Your objective:
Among the entries, which lines carry the string "bike"? Copy each of them.

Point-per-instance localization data
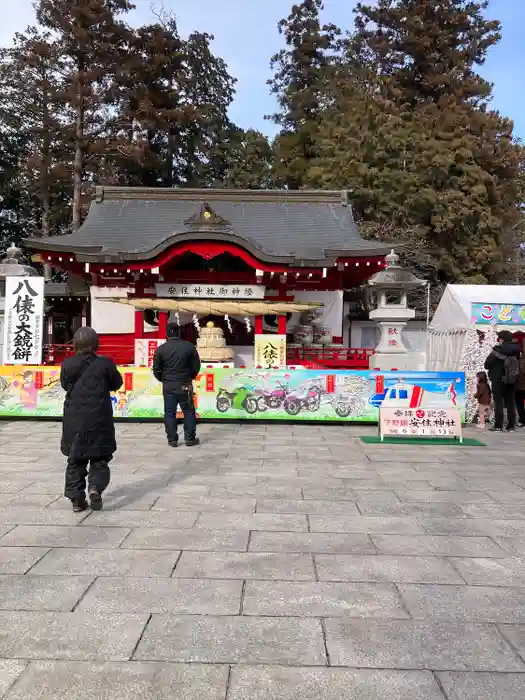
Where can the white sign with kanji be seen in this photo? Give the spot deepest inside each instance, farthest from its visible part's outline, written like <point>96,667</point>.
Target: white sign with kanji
<point>420,422</point>
<point>210,291</point>
<point>145,350</point>
<point>24,319</point>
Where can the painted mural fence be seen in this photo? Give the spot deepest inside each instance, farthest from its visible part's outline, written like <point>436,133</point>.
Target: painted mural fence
<point>240,394</point>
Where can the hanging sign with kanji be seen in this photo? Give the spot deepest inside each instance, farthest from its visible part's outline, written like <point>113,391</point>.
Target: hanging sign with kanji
<point>210,291</point>
<point>269,350</point>
<point>24,318</point>
<point>420,422</point>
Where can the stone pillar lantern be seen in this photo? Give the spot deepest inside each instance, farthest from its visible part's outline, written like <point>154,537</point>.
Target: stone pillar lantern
<point>11,266</point>
<point>389,287</point>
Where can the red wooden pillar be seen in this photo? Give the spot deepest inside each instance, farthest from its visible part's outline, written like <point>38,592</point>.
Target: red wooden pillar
<point>163,324</point>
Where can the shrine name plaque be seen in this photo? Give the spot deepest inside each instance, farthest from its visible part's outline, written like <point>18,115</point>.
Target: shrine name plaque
<point>420,423</point>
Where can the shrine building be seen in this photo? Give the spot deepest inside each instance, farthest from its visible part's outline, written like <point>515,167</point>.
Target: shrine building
<point>245,259</point>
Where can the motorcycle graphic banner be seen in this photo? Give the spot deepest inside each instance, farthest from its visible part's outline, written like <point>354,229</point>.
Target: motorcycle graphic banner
<point>248,394</point>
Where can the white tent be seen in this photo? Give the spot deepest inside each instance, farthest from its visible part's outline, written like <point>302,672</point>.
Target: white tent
<point>453,319</point>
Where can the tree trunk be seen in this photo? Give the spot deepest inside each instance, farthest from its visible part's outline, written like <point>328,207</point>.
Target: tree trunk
<point>78,166</point>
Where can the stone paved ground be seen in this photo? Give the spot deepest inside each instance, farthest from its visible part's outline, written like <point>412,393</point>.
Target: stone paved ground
<point>271,563</point>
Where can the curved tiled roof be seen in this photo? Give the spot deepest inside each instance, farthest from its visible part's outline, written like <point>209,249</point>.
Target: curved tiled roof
<point>127,223</point>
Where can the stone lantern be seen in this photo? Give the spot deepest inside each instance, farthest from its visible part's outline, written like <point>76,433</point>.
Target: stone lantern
<point>389,288</point>
<point>11,266</point>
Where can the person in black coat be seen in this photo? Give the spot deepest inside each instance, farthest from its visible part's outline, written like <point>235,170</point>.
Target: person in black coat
<point>88,431</point>
<point>503,391</point>
<point>176,364</point>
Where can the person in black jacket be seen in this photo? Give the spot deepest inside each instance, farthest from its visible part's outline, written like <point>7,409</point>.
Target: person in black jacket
<point>176,363</point>
<point>503,391</point>
<point>88,431</point>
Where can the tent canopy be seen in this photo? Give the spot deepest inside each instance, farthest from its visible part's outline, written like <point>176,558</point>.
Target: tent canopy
<point>454,309</point>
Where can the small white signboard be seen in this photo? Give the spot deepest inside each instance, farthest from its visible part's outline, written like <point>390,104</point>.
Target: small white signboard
<point>210,291</point>
<point>24,319</point>
<point>420,422</point>
<point>145,350</point>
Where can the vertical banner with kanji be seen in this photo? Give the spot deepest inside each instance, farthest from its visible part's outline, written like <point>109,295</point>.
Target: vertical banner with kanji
<point>269,350</point>
<point>24,318</point>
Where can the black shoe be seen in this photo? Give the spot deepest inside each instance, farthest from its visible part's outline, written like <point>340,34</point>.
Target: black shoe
<point>95,499</point>
<point>79,506</point>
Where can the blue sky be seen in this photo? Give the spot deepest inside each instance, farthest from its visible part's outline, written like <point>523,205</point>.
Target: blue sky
<point>246,36</point>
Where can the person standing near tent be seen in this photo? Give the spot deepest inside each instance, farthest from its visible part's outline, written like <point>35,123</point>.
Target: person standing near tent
<point>503,369</point>
<point>519,393</point>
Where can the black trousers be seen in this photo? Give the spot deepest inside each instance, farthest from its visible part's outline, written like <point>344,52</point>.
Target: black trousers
<point>503,395</point>
<point>76,472</point>
<point>172,401</point>
<point>520,405</point>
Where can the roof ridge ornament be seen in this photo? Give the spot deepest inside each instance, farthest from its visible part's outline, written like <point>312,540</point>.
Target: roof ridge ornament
<point>207,216</point>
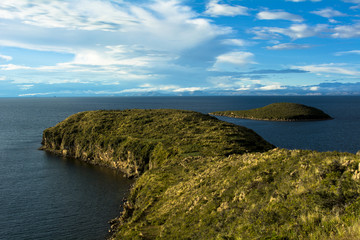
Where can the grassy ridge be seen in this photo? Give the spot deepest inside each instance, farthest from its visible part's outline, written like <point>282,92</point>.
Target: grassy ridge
<point>135,140</point>
<point>278,112</point>
<point>279,194</point>
<point>201,178</point>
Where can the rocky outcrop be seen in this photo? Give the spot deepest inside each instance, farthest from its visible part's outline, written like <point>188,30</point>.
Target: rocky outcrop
<point>133,141</point>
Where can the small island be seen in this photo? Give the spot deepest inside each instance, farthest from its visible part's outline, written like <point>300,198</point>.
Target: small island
<point>201,178</point>
<point>135,140</point>
<point>278,112</point>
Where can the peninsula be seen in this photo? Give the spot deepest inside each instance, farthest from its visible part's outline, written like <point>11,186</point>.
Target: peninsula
<point>135,140</point>
<point>278,112</point>
<point>201,178</point>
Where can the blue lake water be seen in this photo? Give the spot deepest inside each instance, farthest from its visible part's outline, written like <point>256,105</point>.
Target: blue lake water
<point>46,197</point>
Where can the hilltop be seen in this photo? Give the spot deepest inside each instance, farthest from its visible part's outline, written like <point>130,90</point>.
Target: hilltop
<point>202,178</point>
<point>135,140</point>
<point>278,112</point>
<point>279,194</point>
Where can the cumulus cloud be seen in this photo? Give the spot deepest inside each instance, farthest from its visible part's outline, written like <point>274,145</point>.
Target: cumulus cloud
<point>347,31</point>
<point>236,42</point>
<point>279,15</point>
<point>271,87</point>
<point>5,57</point>
<point>303,0</point>
<point>357,52</point>
<point>295,31</point>
<point>232,61</point>
<point>286,46</point>
<point>160,24</point>
<point>215,9</point>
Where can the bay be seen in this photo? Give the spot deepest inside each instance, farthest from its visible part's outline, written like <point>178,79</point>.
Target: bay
<point>46,197</point>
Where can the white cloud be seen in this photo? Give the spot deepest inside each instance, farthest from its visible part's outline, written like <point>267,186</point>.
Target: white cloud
<point>347,31</point>
<point>82,14</point>
<point>190,89</point>
<point>238,58</point>
<point>303,0</point>
<point>159,24</point>
<point>330,68</point>
<point>9,67</point>
<point>328,13</point>
<point>236,42</point>
<point>286,46</point>
<point>357,52</point>
<point>25,87</point>
<point>272,87</point>
<point>314,88</point>
<point>295,31</point>
<point>279,15</point>
<point>5,57</point>
<point>215,9</point>
<point>233,61</point>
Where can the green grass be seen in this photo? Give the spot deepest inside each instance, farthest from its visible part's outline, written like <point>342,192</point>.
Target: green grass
<point>201,178</point>
<point>278,112</point>
<point>279,194</point>
<point>136,140</point>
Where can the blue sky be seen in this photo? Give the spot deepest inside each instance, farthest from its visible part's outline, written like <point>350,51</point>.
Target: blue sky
<point>174,47</point>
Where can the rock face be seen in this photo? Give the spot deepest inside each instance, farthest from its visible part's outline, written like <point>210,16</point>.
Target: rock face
<point>133,141</point>
<point>279,112</point>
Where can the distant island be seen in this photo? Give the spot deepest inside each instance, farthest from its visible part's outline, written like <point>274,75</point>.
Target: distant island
<point>278,112</point>
<point>201,178</point>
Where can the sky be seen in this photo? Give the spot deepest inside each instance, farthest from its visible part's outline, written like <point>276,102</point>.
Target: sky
<point>179,47</point>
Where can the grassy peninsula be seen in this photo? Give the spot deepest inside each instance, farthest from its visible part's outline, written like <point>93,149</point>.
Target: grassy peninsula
<point>201,178</point>
<point>278,112</point>
<point>278,194</point>
<point>136,140</point>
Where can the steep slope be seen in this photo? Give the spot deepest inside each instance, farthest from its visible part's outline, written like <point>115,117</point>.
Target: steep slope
<point>135,140</point>
<point>279,194</point>
<point>278,112</point>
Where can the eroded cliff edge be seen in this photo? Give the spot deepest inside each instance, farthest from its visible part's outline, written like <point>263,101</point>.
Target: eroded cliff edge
<point>135,140</point>
<point>279,112</point>
<point>200,178</point>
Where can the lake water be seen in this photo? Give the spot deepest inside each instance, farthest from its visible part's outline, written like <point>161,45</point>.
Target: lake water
<point>46,197</point>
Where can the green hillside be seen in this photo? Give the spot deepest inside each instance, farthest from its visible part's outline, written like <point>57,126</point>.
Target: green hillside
<point>135,140</point>
<point>279,194</point>
<point>202,178</point>
<point>278,112</point>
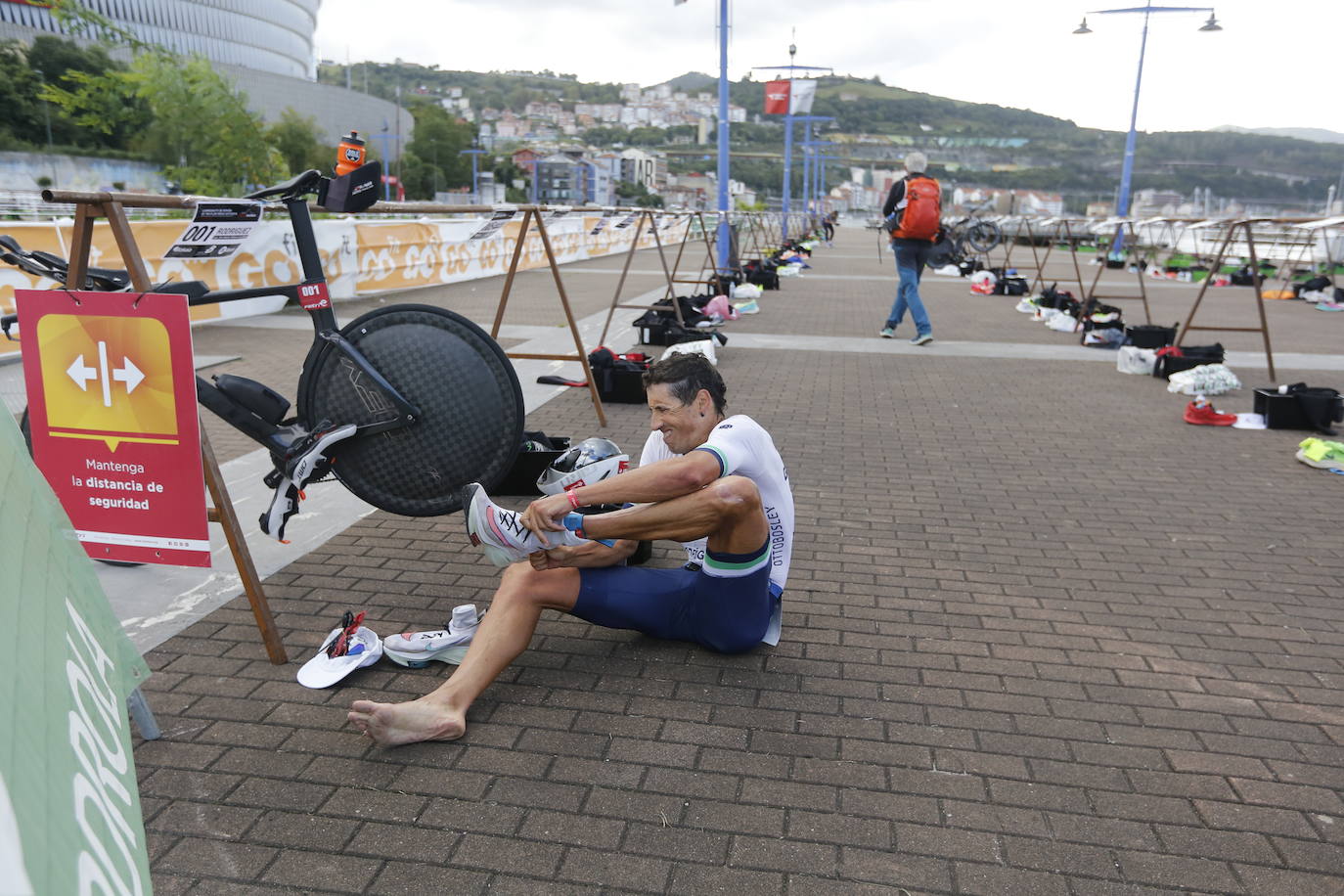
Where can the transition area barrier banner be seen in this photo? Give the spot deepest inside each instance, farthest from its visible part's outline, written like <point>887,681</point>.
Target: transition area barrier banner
<point>70,819</point>
<point>359,255</point>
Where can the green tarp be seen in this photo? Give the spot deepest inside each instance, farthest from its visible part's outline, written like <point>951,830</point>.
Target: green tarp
<point>68,806</point>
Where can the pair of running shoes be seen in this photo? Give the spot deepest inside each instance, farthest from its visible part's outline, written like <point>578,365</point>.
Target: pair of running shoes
<point>352,645</point>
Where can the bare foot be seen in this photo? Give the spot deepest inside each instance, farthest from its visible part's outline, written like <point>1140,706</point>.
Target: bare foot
<point>392,724</point>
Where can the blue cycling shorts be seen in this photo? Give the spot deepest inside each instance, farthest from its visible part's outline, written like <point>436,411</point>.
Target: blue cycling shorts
<point>725,614</point>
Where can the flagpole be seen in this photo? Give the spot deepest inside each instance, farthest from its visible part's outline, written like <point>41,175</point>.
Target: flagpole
<point>787,171</point>
<point>723,137</point>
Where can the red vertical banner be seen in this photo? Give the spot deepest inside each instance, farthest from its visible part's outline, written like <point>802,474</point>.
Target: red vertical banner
<point>112,413</point>
<point>777,97</point>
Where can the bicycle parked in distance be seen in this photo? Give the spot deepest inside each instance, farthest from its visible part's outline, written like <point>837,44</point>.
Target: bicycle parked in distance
<point>403,405</point>
<point>962,240</point>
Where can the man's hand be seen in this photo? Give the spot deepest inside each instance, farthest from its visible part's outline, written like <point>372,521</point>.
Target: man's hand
<point>545,514</point>
<point>553,559</point>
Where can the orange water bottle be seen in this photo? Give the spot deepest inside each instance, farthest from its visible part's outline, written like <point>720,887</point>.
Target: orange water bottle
<point>349,154</point>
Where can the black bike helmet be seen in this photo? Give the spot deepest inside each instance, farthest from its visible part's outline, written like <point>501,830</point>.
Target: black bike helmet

Your solution:
Where can the black bike helmet be seen in this photo? Give the spot deepest inside each instance, farthest from its visible part's outline, written like <point>501,830</point>.
Target: black bike helmet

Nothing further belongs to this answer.